▶ [SHORT EXERCISE]: Reproduce every line of the records below word for word, leaving out the pictures.

▶ [Box annotations for photos]:
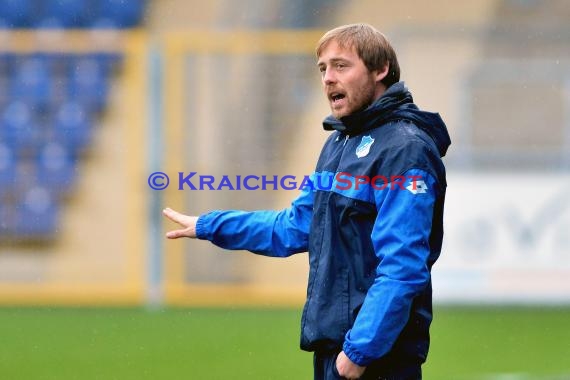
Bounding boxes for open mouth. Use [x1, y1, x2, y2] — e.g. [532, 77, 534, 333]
[330, 92, 346, 103]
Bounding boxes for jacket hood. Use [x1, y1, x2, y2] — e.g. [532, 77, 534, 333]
[323, 82, 451, 157]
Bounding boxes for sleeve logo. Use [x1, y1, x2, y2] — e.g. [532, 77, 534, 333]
[406, 180, 428, 195]
[356, 136, 374, 158]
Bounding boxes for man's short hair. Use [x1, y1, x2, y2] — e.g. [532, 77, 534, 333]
[316, 24, 400, 88]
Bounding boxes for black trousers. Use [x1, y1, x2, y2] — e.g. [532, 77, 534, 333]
[313, 352, 422, 380]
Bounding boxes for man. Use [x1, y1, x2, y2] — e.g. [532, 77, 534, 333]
[164, 24, 450, 379]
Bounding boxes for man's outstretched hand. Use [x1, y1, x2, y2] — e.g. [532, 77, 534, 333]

▶ [SOLUTION TO THIS TASK]:
Bounding boxes for open mouth. Use [x1, y1, x2, y2] — e.g. [532, 77, 534, 333]
[330, 92, 346, 103]
Bounding boxes for jacket hood. Use [x1, y1, x2, y2] — e.g. [532, 77, 534, 333]
[323, 82, 451, 157]
Bounding boxes for sleeve logo. Use [x1, y1, x2, y2] — e.g. [532, 77, 534, 333]
[406, 180, 428, 195]
[356, 136, 374, 158]
Bounding boxes for man's short hair. Use [x1, y1, x2, y2] — e.g. [532, 77, 534, 333]
[316, 24, 400, 88]
Bounding boxes for black trousers. Use [x1, y1, x2, y2] — e.g. [532, 77, 534, 333]
[313, 352, 422, 380]
Bounding boxes for man. Use [x1, y1, x2, y2] — e.g. [532, 77, 534, 333]
[164, 24, 450, 379]
Bounding boxes for man's outstretched hand. Use [x1, y1, x2, y2] — e.g. [532, 77, 534, 333]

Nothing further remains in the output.